A Fiesc afirmou que trabalha, agora, para que a matéria seja alterada no Legislativo, já que o tema também está em análise no Congresso Nacional. A proposta - que entende que para uma área ser considerada terra indígena precisa estar ocupada até a data da promulgação da Constituição federal, de 5 de outubro de 1988 - foi aprovada pela Câmara dos Deputados em maio deste ano, após tramitar por mais de 15 anos.
Agora, o projeto de lei está no Senado, onde já foi aprovado na Comissão de Agricultura e Reforma Agrária e espera votação na Comissão de Constituição e Justiça (CCJ). Em seguida, segue para o plenário.

^^^^

• O QUE FAZER
**1)** Transcreva o trecho do texto sobre a proposta de terras indígenas, começando em "Agora, o projeto" e seguindo até "para o plenário.".
**2)** Responda com base no texto sobre a proposta de terras indígenas:
(a) Em que mês a proposta foi aprovada pela Câmara dos Deputados?
(b) Em qual comissão do Senado o projeto de lei já foi aprovado?
(c) Por quanto tempo a proposta tramitou antes de ser aprovada pela Câmara?
Os registros são um material à parte, sem relação com o texto.

^^^^

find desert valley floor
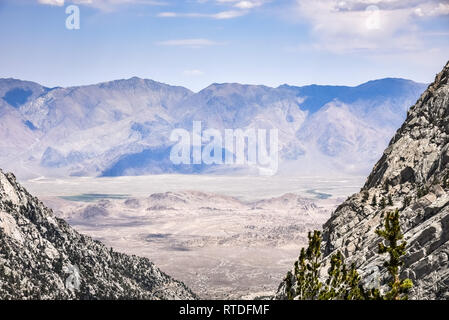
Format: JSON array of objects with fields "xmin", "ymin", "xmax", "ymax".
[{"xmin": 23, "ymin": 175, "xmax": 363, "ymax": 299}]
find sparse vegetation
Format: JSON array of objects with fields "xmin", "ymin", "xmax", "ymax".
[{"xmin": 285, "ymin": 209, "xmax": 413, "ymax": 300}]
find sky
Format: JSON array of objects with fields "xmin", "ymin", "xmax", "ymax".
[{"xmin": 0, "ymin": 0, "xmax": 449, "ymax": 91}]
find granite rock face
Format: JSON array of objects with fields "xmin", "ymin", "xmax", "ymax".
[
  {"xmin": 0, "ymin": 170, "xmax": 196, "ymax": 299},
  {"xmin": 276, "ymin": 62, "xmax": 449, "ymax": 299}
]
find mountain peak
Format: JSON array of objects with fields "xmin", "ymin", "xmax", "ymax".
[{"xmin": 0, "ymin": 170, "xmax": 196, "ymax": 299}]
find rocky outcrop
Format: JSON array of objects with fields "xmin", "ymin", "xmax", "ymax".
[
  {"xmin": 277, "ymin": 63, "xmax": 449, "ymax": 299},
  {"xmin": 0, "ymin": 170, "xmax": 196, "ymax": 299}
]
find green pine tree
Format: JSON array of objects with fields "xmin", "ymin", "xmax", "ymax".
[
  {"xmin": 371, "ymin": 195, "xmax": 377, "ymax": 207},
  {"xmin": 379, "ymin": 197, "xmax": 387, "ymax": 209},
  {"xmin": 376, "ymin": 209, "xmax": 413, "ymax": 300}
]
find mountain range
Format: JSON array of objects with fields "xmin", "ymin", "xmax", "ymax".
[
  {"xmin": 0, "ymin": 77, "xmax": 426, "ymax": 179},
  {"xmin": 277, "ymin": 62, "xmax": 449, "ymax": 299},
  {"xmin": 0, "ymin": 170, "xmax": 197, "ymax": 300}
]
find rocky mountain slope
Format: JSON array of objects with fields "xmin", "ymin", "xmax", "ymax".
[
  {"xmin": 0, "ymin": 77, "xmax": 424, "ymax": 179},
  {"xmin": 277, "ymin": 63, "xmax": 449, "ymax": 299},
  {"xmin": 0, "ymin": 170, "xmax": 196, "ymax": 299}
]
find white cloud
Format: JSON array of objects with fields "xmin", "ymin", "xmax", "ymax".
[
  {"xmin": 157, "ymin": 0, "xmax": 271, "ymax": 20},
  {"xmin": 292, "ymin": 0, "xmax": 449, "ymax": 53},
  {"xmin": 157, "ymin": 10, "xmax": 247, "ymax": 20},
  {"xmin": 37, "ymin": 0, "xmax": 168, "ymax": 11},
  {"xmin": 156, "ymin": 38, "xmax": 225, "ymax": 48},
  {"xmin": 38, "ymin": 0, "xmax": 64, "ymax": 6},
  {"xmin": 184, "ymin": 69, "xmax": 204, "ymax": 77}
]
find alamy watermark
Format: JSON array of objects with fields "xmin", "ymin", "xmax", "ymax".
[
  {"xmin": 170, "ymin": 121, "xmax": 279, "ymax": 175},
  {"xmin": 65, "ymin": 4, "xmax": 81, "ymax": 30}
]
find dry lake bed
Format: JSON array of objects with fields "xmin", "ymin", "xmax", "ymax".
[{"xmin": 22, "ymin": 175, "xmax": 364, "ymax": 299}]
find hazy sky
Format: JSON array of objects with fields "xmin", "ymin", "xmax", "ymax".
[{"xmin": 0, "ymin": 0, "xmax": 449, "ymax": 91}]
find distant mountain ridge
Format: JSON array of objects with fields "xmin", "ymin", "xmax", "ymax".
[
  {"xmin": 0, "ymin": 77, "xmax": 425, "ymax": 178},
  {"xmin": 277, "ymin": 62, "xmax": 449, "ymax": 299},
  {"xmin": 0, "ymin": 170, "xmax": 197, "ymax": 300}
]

^^^^

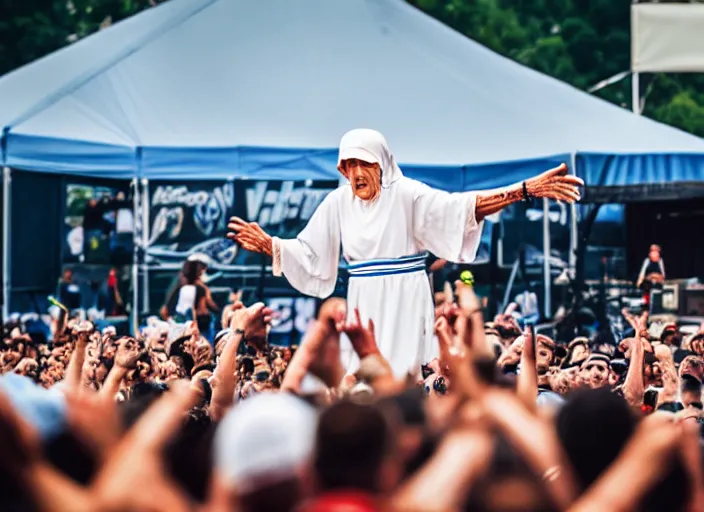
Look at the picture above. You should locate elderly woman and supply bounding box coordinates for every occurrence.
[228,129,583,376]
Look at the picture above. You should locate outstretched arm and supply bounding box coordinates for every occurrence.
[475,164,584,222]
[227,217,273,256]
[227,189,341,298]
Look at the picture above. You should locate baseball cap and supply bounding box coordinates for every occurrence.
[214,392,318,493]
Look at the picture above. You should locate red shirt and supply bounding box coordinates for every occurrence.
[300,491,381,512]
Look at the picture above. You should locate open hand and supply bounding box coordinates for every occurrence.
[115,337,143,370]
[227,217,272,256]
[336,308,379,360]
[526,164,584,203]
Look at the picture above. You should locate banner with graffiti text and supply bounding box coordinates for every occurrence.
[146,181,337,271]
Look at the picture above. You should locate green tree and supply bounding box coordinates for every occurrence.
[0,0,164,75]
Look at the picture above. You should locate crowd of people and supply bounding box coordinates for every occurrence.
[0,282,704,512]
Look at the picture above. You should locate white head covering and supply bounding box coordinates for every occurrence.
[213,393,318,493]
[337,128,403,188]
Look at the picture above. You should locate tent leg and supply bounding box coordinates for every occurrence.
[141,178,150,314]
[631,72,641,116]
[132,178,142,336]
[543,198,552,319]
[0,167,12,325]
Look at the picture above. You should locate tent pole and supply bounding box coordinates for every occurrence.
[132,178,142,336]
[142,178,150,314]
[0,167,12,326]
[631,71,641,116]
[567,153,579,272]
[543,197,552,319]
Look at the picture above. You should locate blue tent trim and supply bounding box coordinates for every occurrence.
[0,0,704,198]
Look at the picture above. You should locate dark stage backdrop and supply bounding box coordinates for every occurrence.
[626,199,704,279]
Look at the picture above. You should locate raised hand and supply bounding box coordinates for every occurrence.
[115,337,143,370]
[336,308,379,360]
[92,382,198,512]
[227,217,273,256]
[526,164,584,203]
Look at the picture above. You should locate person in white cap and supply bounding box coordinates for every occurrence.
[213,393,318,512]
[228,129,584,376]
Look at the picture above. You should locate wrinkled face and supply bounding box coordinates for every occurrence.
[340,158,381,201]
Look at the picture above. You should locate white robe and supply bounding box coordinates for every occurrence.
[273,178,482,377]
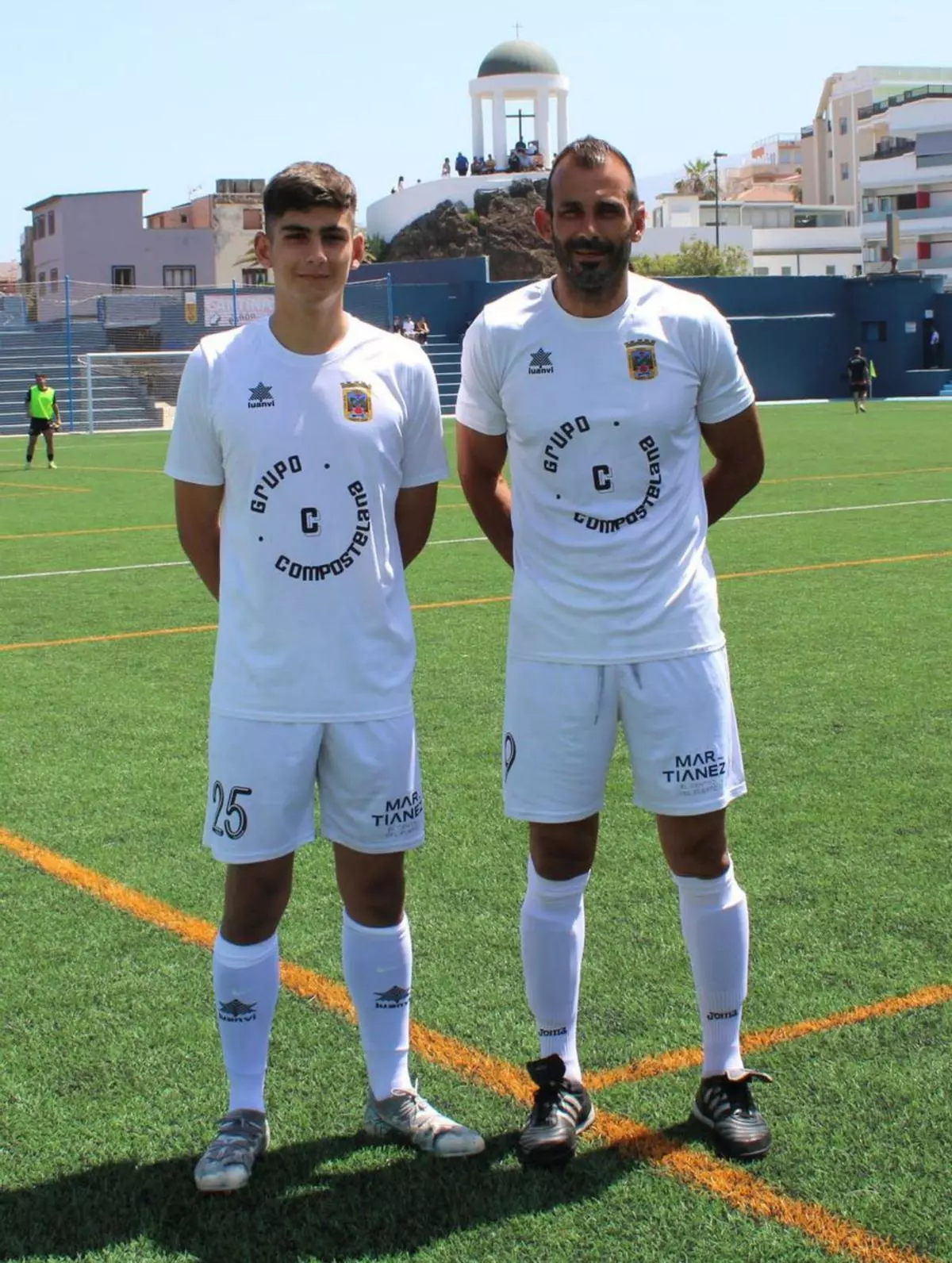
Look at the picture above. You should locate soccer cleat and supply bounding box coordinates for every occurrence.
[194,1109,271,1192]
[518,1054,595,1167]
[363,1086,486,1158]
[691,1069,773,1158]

^^^^

• RESPOSTAS
**1)**
Agora, o projeto de lei está no Senado, onde já foi aprovado na Comissão de Agricultura e Reforma Agrária e espera votação na Comissão de Constituição e Justiça (CCJ). Em seguida, segue para o plenário.

**2)**
(a) Em maio.
(b) Na Comissão de Agricultura e Reforma Agrária.
(c) Por mais de 15 anos.